§ Complete the following
a - Copy the Elasticsearch thread word for word from "I would just" to "through the dir.".
b - Continue the thread on retrieving document ids from an Elasticsearch index, beginning right after its final sentence.

§ Text shown
=-=-=-=-=

3

How to retrieve all the document ids (the internal document '_id') from an Elasticsearch index? if I have 20 million documents in that index, what is the best way to do that?

Wei Shen
  • 31
  • 1
  • 2
  • Are you working with a particular language or client library to communicate with elastic? – jheth Aug 26 '14 at 01:09
  • http://stackoverflow.com/questions/17497075/efficient-way-to-retrieve-all-ids-in-elasticsearch – coderz Nov 11 '15 at 22:39

3 Answers3

3

For that amount of documents, you probably want to use the scan and scroll API.

Many client libraries have ready helpers to use the interface. For example, with elasticsearch-py you can do:

es = elasticsearch.Elasticsearch(eshost)
scroll = elasticsearch.helpers.scan(es, query='{"fields": "_id"}', index=idxname, scroll='10s')
for res in scroll:
        print res['_id']
Anton
  • 4,411
  • 1
  • 15
  • 18
  • scan is deprecated in ES 2.1.0. So, we might need to use scroll API only. https://www.elastic.co/guide/en/elasticsearch/reference/current/search-request-search-type.html#scan – sangheestyle Mar 17 '16 at 19:05
3

I would just export the entire index and read off the file system. My experience with size/from and scan/scroll has been disaster when dealing with querying resultsets in the millions. Just takes too long.

If you can use a tool like knapsack, you can export the index to the file system, and iterate through the directories. Each document is stored under it's own directory named after _id. No need to actually open files. Just iterate through the dir.

=-=-=-=-=

Excerpts of pointing data:
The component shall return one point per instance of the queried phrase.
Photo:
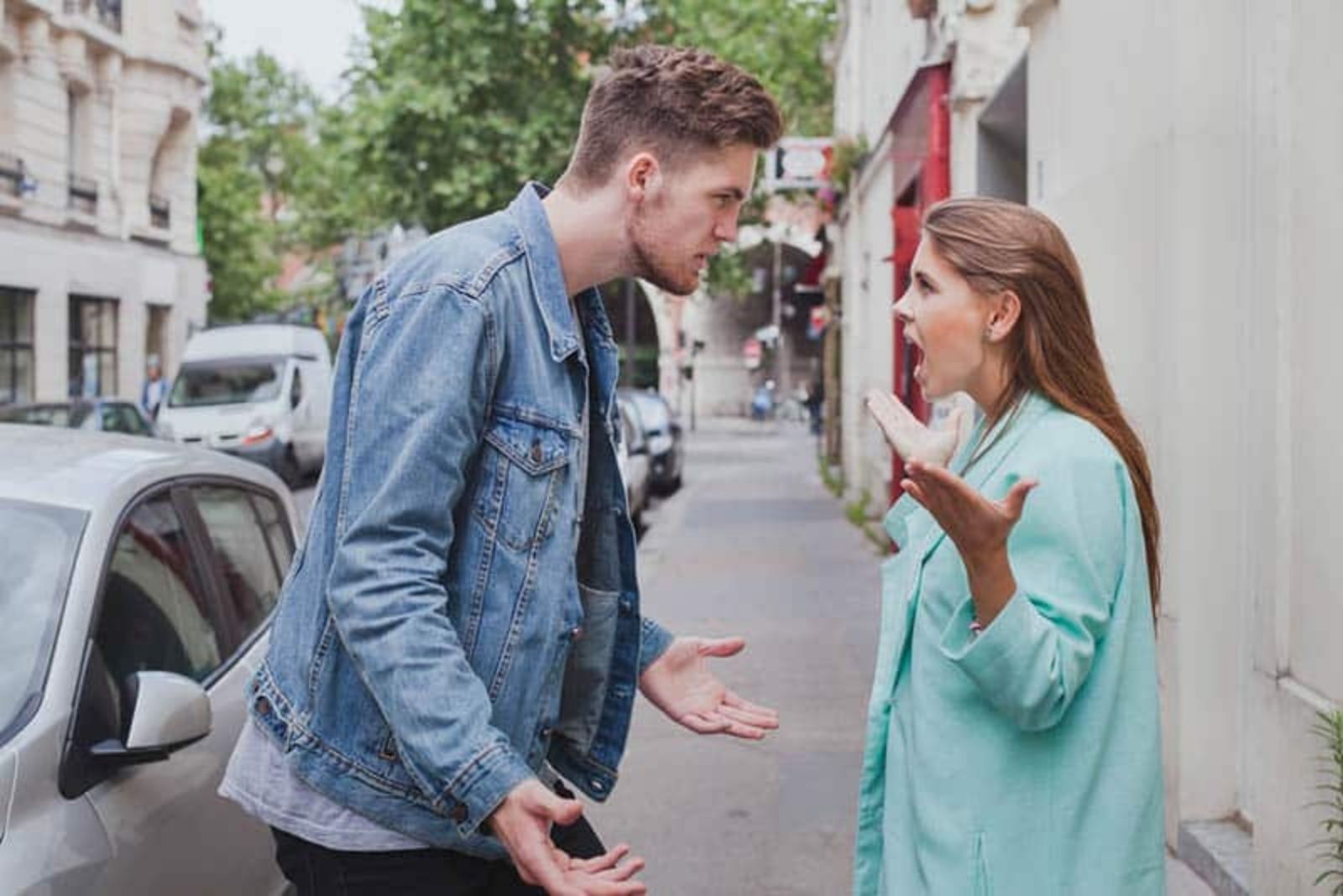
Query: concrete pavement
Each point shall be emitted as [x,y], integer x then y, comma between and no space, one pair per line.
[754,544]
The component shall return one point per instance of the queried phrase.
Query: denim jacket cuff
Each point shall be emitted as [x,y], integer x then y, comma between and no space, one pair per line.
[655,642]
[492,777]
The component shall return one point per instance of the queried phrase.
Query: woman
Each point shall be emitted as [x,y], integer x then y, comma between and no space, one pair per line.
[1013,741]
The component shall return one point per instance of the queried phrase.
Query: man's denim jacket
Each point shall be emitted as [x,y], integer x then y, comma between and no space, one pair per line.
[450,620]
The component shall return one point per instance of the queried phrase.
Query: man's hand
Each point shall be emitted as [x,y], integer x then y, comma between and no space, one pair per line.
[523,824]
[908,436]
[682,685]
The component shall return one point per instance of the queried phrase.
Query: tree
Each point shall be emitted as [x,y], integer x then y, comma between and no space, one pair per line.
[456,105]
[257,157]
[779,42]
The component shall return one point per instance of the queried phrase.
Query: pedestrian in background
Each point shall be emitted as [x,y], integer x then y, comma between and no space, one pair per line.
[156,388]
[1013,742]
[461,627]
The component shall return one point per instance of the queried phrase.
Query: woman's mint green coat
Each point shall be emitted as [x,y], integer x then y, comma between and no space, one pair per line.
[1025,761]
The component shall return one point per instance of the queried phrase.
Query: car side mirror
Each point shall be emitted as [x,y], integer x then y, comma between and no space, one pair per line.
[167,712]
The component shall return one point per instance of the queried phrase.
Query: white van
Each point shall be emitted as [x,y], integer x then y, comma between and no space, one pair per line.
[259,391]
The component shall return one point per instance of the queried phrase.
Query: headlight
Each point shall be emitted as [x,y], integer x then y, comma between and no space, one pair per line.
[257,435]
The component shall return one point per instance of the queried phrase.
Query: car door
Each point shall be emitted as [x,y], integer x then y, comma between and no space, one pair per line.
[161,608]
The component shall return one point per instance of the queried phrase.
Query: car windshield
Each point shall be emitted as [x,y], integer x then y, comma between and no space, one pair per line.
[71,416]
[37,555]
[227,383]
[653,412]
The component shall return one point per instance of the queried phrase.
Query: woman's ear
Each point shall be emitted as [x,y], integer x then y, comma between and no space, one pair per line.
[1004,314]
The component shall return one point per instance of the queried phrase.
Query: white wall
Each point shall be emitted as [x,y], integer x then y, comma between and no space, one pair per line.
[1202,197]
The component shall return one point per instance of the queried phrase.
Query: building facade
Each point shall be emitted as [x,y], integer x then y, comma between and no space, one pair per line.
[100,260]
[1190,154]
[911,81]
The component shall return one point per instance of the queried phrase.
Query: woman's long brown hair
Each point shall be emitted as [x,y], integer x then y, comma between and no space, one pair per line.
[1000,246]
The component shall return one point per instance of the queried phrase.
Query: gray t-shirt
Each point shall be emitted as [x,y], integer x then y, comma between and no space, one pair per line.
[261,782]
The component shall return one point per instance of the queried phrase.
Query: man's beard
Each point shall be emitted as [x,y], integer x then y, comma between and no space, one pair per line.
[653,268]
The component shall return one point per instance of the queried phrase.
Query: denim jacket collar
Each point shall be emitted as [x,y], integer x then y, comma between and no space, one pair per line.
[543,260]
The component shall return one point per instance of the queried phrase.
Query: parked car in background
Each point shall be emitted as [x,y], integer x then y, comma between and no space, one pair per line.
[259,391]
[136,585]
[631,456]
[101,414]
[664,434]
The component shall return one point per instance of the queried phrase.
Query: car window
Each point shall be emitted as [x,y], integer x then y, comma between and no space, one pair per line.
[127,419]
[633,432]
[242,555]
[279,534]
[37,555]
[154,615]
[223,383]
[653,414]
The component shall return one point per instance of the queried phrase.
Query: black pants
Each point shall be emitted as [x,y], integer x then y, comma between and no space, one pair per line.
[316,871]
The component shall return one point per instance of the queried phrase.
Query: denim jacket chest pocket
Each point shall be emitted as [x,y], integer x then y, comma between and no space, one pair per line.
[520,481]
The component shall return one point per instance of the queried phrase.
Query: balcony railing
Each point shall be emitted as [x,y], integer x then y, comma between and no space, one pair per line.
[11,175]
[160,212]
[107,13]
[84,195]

=-=-=-=-=

§ Responses
a -
I would just export the entire index and read off the file system. My experience with size/from and scan/scroll has been disaster when dealing with querying resultsets in the millions. Just takes too long.

If you can use a tool like knapsack, you can export the index to the file system, and iterate through the directories. Each document is stored under it's own directory named after _id. No need to actually open files. Just iterate through the dir.

b -
link to knapsack: https://github.com/jprante/elasticsearch-knapsack

edit: hopefully you are not doing this often... or this may not be a viable solution

coffeeaddict
  • 858
  • 5
  • 3
0

First you can issue a request to get the full count of records in the index.

curl -X GET 'http://localhost:9200/documents/document/_count?pretty=true'

{
  "count" : 1408,
  "_shards" : {
    "total" : 5,
    "successful" : 5,
    "failed" : 0
  }
}

Then you'll want to loop through the set using a combination of size and from parameters until you reach the total count. Passing an empty field parameter will return only the index and _id that you're interested in.

Find a good page size that you can consume without running out of memory and increment the from each iteration.

curl -X GET 'http://localhost:9200/documents/document/_search?fields=&size=1000&from=5000'

Example item response:

{
  "_index" : "documents",
  "_type" : "document",
  "_id" : "1341",
  "_score" : 1.0
},
...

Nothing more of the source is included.